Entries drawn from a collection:
=====

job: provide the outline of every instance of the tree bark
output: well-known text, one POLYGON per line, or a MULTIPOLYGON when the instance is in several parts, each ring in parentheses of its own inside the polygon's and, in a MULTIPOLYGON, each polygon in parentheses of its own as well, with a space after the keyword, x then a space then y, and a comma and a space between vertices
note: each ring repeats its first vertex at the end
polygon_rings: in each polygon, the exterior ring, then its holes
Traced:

=====

# REQUIRED TASK
Extract every line of the material above and reproduce each one verbatim.

# TASK SOLUTION
job: provide the outline of every instance of the tree bark
output: well-known text, one POLYGON per line, or a MULTIPOLYGON when the instance is in several parts, each ring in parentheses of its own inside the polygon's and, in a MULTIPOLYGON, each polygon in parentheses of its own as well, with a space after the keyword, x then a space then y, and a comma and a space between vertices
note: each ring repeats its first vertex at the end
polygon_rings: in each polygon, the exterior ring, then its holes
Traced:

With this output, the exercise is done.